## Page extract
☆ ☆ ☆ ☆

These effects can currently neither be monitored for direct feedback or remote support, nor can they be recorded for later analysis by the clinical staff. Therefore, many ambulatory infusion pump manufacturers are designing smart versions of their existing products. One possible solution is the seamless integration of a single-use liquid flow sensor, like the LD20 from Sensirion, into the infusion set.

In paediatrics and neonatology, small and vulnerable patients receive special care and attention, not only from the nursing staff, clinicians and their parents, but also from the medical industry.

In this context, flow rates of 1 ml/h or even lower are typical due to the patients’ low body weights. Consequentially, the known and inherent issues of the current infusion technology (start-up delays, flow-discontinuation and dependence on hydrostatic pressure) may have even more detrimental effects on the therapy outcome.

Administration of life-saving drugs with a short half-life, for example adrenalin, must not be delayed or discontinued by the infusion technology in question. However, this happens frequently due to the compliance of the tubing and syringe plunger, the movement and vertical displacement of syringe pumps during transport of the patient, or the loading of a new syringe into the pumping device.

☆ ☆ ☆ ☆

Stored items
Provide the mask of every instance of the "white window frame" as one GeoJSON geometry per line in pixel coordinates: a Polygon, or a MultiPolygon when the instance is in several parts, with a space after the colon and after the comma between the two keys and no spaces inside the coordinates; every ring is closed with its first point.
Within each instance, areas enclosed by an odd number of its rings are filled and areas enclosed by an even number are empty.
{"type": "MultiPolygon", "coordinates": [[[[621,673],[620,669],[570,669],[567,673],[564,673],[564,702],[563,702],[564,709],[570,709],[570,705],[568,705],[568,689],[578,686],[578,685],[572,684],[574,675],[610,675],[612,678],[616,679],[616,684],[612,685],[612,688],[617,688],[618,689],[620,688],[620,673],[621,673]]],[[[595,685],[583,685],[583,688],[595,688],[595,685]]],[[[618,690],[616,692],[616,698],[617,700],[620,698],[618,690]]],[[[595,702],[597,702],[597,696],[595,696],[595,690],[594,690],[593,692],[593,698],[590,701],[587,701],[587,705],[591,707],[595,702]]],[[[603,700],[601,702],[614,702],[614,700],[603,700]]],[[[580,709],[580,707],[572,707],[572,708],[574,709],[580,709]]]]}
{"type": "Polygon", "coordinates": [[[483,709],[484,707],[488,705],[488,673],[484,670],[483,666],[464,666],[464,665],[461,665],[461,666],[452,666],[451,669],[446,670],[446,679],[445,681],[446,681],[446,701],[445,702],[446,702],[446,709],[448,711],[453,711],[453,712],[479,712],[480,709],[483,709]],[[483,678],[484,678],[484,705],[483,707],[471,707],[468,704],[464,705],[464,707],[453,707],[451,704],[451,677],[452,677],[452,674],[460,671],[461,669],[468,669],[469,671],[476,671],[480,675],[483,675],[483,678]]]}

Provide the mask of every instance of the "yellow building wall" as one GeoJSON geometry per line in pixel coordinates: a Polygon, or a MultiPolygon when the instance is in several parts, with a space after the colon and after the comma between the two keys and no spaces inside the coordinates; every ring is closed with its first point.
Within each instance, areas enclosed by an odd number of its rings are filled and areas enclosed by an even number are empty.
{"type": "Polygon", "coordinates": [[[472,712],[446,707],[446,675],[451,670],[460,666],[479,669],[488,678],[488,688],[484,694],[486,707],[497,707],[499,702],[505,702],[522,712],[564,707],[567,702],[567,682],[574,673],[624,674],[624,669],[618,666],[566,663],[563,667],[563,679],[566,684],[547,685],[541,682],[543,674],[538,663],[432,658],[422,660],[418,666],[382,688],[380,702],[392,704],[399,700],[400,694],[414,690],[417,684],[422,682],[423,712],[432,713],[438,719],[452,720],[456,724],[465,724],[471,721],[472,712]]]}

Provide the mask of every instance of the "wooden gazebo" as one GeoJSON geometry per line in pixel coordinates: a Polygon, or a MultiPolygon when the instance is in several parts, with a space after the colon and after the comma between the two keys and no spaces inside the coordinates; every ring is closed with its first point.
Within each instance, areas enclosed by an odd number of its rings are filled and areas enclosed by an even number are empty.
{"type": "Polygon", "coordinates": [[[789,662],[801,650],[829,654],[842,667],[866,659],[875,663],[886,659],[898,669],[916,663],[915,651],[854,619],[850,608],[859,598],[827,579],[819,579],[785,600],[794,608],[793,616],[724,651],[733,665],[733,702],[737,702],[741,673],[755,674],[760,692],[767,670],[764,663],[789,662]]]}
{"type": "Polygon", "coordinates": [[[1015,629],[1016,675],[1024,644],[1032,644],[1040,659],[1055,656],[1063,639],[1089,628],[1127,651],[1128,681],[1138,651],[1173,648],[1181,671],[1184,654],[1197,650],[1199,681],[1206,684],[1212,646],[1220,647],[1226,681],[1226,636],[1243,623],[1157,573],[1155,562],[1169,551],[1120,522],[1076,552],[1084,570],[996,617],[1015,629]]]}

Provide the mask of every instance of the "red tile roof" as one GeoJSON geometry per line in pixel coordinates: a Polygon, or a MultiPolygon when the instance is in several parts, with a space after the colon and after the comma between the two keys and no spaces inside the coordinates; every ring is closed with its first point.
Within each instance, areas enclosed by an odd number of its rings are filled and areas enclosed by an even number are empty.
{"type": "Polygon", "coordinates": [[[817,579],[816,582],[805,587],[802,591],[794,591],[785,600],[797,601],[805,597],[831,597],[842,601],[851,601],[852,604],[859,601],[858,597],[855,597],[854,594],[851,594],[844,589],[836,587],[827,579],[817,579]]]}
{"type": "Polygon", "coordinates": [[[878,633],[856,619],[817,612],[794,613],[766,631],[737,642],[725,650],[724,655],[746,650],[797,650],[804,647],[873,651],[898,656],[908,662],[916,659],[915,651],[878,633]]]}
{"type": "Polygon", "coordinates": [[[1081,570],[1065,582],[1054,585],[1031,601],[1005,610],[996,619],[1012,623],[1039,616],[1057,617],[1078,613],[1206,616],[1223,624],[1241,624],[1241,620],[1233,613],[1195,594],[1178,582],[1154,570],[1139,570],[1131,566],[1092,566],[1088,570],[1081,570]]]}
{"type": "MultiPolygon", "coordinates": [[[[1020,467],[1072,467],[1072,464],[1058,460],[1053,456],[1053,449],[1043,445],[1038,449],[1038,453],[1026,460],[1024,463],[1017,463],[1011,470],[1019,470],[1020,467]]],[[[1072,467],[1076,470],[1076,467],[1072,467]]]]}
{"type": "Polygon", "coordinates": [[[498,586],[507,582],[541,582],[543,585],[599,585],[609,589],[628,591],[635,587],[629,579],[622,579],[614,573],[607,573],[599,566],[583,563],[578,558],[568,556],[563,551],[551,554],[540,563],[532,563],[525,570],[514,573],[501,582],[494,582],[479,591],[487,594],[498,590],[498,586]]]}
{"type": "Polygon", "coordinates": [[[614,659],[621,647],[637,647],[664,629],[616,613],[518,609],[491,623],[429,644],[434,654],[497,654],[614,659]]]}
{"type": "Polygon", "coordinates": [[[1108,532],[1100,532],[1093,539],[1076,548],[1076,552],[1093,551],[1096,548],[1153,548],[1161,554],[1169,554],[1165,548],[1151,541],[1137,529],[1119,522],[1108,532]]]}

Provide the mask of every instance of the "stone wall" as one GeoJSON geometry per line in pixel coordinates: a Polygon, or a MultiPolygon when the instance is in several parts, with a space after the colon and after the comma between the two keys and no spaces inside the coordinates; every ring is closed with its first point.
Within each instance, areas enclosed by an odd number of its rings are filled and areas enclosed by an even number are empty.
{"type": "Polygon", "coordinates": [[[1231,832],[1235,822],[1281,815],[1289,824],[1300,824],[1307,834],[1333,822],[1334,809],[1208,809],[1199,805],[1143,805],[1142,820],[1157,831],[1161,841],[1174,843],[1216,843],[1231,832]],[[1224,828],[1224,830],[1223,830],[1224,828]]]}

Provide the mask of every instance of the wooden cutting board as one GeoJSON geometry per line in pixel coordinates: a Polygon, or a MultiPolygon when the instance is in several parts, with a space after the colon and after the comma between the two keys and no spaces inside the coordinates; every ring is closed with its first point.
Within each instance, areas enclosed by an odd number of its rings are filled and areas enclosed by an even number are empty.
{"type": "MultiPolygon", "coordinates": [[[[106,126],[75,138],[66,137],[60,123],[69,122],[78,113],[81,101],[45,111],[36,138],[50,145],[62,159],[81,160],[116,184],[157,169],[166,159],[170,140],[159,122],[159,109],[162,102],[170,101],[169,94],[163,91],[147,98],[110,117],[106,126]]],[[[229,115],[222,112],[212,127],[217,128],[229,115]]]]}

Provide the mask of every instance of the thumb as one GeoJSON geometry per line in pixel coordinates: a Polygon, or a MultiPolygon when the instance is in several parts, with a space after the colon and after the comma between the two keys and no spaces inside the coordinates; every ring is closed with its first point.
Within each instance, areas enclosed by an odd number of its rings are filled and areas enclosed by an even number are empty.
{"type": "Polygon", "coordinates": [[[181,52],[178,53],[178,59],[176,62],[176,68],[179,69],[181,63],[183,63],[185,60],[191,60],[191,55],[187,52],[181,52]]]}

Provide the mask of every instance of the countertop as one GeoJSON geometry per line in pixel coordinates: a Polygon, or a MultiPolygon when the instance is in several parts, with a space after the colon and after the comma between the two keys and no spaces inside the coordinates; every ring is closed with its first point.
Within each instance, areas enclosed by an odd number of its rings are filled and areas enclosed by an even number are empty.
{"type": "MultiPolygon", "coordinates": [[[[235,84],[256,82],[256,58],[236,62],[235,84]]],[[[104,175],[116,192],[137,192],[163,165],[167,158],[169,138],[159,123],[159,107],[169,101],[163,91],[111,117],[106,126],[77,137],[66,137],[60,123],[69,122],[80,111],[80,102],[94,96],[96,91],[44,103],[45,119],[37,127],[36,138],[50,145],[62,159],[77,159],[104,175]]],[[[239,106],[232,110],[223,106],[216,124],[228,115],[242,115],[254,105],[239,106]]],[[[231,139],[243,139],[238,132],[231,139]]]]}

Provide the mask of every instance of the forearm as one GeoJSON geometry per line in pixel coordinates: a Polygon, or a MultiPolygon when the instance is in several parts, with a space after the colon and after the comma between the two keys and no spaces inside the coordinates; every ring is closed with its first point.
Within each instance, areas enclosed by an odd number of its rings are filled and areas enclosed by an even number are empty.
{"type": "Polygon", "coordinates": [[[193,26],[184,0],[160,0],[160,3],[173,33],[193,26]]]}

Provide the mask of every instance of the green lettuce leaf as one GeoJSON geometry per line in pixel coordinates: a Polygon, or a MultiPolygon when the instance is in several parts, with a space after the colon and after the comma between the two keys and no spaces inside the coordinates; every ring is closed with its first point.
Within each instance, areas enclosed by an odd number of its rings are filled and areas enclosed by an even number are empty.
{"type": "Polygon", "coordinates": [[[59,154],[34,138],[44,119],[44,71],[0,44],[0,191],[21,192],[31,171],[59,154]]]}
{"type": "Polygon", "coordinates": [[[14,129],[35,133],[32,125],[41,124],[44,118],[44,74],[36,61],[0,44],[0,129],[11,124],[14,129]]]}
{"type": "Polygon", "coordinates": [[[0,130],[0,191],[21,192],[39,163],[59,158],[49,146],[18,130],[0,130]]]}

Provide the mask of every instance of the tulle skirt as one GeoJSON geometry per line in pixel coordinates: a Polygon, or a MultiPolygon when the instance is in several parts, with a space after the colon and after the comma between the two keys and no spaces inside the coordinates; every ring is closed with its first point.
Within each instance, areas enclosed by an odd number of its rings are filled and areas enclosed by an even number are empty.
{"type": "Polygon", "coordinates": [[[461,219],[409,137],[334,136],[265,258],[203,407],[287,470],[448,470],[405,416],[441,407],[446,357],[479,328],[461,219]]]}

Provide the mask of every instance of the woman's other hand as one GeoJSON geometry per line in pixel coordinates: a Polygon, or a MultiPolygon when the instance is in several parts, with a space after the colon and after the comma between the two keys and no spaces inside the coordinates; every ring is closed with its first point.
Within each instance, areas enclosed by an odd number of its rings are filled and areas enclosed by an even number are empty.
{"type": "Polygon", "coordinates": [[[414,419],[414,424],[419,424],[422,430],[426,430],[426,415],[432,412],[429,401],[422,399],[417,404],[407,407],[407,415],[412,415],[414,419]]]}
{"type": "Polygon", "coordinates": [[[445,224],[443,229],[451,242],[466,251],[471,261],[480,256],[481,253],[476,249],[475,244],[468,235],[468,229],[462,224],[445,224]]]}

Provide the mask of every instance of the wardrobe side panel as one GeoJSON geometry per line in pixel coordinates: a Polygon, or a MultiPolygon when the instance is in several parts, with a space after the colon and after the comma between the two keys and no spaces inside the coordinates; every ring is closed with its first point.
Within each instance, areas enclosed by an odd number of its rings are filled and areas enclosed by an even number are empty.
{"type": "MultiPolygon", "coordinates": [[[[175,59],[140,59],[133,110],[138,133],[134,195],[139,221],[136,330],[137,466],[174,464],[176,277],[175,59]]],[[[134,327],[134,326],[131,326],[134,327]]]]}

☆ ☆ ☆ ☆

## Required tasks
#1 Translate this sentence from the infusion technology text into Spanish: "Therefore, many ambulatory infusion pump manufacturers are designing smart versions of their existing products."
#2 According to the infusion technology text, what flow rates are typical in pediatrics and neonatology?
#3 Write a continuation of the infusion technology text, picking up after its final sentence.
The records have no connection to the text.

## Exercise results
#1 Por lo tanto, muchos fabricantes de bombas de infusión ambulatorias están diseñando versiones inteligentes de sus productos existentes.

#2 Flow rates of 1 ml/h or even lower are typical.

#3
The fluidic balance of a child or a neonate has to be observed and calculated on a daily basis. The sum of any fluid injected or ingested, be it drugs or nutrition, and the excreted fluid is not only critical to the well-being of the child but also limited. Single-use liquid flow sensors, integrated into infusion sets, will enable medical devices not only to monitor the administered flow rates accurately, but also to detect the above mentioned common failure modes quickly and reliably.

Continuous urine flow measurements of critically ill patients require flow rates to be measured in the range of single millilitres up to 100 millilitres per hour. Acute Kidney Injury (AKI) is a common complication (occurrence 20% - 30%) in critically ill patients in the ICU. The early detection and correct diagnosis of AKI currently receives a lot of attention in medical research and development. Patient mortality and the risk to develop a chronic kidney disease drastically increases with AKI onset.

Nowadays, AKI can be diagnosed on the basis of laboratory data, including a change in serum creatinine or in the excretion of waste products of the kidney’s nitrogen metabolism. Research showed that the urine output of a catheterised patient is more sensitive than biochemical markers to changes in renal function. It exhibits a faster response than changes to the biochemical composition of the urine.

The standardized RIFLE classification (risk, injury, failure, loss, end-stage) is used by clinicians to increase the sensitivity and specificity of their AKI diagnosis. This classification states, that a decrease in urine output below 0.5 ml per kilogram body weight per hour for more than six hours is a first indication for an increased risk of acute renal failure.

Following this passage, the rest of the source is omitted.